Work required: Once you reach the line that contains "car in background", retype it and every line after it exactly, ending with the last line of the entries.

Point localization data

·····

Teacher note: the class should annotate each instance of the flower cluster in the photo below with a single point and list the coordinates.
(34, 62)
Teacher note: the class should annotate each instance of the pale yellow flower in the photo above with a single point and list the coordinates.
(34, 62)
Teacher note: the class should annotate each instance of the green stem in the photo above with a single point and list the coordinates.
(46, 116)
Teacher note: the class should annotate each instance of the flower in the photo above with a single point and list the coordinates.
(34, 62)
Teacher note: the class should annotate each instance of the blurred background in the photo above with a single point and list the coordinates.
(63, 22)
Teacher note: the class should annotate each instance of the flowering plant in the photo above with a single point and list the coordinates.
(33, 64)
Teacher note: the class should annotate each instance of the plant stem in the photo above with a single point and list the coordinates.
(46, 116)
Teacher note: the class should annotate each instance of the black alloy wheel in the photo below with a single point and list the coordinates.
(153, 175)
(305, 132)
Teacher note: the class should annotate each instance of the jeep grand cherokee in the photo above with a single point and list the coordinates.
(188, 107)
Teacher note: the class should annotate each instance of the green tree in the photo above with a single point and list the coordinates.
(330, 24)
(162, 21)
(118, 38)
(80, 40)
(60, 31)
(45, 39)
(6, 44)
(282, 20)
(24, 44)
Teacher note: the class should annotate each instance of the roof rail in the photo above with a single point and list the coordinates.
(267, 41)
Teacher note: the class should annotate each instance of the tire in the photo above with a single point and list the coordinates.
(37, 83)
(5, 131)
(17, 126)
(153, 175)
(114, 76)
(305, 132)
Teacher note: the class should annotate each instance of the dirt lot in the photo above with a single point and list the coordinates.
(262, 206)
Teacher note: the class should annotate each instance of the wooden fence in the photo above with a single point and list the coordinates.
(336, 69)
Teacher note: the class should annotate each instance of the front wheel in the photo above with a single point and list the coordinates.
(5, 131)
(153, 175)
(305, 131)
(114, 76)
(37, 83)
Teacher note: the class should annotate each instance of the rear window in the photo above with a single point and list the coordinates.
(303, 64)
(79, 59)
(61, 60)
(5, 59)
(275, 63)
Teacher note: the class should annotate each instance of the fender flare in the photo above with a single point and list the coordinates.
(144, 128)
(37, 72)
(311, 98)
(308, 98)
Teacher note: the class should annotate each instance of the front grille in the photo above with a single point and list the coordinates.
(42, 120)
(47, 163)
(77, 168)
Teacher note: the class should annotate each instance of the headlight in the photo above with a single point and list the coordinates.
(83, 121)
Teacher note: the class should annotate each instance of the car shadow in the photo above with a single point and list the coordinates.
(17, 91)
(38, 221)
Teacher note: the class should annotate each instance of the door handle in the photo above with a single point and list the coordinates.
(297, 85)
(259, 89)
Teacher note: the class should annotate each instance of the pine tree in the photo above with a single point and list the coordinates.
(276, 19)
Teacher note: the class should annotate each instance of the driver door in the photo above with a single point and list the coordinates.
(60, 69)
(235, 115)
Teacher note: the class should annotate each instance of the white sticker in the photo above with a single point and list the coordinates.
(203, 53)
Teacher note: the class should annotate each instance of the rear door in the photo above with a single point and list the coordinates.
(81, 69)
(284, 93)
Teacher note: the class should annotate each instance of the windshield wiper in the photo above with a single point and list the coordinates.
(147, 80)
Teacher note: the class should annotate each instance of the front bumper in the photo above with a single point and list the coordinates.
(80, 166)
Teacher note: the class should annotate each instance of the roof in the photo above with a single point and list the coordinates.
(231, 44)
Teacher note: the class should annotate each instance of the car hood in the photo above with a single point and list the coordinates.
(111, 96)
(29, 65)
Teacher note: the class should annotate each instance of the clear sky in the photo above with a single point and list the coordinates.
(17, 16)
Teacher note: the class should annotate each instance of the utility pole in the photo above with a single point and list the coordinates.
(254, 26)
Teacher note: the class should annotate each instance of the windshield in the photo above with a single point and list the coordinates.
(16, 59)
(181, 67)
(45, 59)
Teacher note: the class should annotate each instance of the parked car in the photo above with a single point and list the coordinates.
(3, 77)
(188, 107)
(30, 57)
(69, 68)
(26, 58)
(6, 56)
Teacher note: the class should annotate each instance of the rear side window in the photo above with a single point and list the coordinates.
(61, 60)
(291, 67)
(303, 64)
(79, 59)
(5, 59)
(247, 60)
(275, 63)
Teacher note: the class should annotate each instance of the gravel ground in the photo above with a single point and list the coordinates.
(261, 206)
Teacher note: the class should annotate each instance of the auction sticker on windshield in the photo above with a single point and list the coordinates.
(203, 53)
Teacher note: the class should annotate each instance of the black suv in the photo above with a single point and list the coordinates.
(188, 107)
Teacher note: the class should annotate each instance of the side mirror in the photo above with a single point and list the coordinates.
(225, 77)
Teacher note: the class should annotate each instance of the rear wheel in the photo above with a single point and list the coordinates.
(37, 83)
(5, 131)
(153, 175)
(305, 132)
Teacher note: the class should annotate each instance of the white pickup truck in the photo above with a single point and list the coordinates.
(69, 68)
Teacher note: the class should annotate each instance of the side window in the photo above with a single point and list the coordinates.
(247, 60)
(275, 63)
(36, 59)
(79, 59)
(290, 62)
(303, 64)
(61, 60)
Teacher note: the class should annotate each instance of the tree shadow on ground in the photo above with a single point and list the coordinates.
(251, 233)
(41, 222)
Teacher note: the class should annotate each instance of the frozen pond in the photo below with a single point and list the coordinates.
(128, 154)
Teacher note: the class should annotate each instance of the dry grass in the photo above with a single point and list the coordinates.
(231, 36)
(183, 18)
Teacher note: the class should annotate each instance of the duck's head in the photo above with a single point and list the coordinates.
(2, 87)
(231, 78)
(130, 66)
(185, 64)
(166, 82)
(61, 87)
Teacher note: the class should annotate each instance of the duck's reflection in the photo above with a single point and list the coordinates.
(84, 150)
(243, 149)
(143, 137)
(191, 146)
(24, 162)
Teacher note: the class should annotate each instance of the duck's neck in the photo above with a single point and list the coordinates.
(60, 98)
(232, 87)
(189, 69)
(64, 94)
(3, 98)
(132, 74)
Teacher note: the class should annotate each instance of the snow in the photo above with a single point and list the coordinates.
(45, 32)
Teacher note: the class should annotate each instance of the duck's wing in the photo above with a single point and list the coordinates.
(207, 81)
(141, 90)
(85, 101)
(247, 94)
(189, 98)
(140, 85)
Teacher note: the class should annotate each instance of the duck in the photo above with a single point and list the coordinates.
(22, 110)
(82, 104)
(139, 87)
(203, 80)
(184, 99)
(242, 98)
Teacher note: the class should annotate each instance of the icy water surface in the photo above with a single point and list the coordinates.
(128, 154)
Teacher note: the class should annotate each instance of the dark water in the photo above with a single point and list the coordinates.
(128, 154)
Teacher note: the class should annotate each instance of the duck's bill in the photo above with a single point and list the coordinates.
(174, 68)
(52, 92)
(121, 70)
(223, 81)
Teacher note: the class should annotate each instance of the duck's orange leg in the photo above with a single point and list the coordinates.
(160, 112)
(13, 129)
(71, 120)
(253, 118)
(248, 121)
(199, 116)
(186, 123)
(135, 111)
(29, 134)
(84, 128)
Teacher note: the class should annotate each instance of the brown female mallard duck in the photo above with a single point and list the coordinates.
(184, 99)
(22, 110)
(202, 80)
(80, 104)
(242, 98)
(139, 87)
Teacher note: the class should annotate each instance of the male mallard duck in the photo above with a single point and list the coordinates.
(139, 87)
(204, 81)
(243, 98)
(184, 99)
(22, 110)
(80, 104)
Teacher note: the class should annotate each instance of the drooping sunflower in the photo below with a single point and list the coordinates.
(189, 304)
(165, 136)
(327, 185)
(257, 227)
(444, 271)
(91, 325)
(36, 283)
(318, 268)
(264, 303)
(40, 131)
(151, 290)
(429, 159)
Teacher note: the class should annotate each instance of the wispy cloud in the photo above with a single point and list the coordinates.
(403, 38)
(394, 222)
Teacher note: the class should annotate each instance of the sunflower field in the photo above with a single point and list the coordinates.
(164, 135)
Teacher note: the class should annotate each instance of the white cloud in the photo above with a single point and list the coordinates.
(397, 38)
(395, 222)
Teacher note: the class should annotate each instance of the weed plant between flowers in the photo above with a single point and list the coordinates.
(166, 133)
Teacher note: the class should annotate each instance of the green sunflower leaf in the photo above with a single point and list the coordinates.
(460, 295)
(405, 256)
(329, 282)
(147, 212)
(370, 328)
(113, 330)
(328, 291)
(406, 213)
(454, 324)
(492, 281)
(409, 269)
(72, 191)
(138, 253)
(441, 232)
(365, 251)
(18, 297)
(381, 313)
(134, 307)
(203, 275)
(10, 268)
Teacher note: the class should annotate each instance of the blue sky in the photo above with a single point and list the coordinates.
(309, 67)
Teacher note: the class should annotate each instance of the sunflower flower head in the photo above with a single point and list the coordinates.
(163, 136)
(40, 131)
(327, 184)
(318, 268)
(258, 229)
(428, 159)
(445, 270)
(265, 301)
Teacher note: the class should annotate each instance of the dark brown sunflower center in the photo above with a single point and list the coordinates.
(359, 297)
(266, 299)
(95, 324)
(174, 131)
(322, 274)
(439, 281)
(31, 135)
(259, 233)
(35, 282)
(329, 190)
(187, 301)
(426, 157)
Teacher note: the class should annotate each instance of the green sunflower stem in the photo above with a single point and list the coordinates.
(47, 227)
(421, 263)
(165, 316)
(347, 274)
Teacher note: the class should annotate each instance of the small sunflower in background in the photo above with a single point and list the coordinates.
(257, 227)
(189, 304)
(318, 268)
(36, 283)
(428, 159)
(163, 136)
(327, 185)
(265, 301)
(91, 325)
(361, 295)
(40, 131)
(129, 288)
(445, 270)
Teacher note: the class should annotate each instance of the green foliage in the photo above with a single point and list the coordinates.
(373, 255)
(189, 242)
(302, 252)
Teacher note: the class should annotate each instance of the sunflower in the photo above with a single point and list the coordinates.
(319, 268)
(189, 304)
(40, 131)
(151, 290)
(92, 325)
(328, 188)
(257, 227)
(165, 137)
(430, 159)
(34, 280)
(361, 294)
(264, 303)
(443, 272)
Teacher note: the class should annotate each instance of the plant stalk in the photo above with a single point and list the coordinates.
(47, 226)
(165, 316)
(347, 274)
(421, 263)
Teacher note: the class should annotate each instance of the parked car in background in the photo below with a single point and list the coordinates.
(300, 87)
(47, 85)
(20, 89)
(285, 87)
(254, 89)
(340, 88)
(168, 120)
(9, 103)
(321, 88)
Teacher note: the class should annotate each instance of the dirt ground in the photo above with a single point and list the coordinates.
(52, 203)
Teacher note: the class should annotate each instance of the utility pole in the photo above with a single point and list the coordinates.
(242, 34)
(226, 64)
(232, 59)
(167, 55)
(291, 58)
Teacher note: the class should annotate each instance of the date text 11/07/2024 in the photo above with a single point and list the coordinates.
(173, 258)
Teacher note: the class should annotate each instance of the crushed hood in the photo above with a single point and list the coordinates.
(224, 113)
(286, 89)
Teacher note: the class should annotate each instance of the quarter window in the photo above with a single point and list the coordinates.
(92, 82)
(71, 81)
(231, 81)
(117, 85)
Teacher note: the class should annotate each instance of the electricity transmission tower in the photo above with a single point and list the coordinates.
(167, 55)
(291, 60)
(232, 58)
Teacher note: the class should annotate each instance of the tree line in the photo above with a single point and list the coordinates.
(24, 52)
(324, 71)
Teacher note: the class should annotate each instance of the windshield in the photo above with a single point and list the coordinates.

·····

Solution to this exercise:
Teacher note: the class should annotate each instance of the parked car in background in the photo below with a single point and list the coordinates.
(300, 87)
(47, 85)
(20, 89)
(285, 87)
(254, 89)
(340, 88)
(168, 120)
(9, 103)
(321, 88)
Teacher note: the class should annotate each instance of the dirt ground in the photo above with a single point and list the coordinates.
(52, 203)
Teacher note: the class should annotate each instance of the utility pole in the photo above with a single point and list the coordinates.
(242, 34)
(226, 64)
(232, 59)
(167, 55)
(291, 58)
Teacher note: the class should annotate each instance of the date text 11/07/2024 in the photo above with a single point and list the coordinates.
(173, 258)
Teacher note: the class should annotate each instance of the crushed hood in the photo above with a single point and list the coordinates.
(224, 113)
(286, 89)
Teacher note: the class should annotate each instance of the quarter window in the photo above with a single point and list the coordinates.
(92, 82)
(71, 81)
(231, 81)
(117, 85)
Teacher note: the class should annotate each instance of the electricity transmission tower in the photo above with a single point and list the coordinates.
(167, 55)
(291, 60)
(232, 58)
Teacher note: the class should annotate each instance of the tree line in the photo above with a single point and list the coordinates.
(24, 52)
(324, 71)
Teacher note: the class should annotate each instance of the windshield in the photo above with a single point and list the coordinates.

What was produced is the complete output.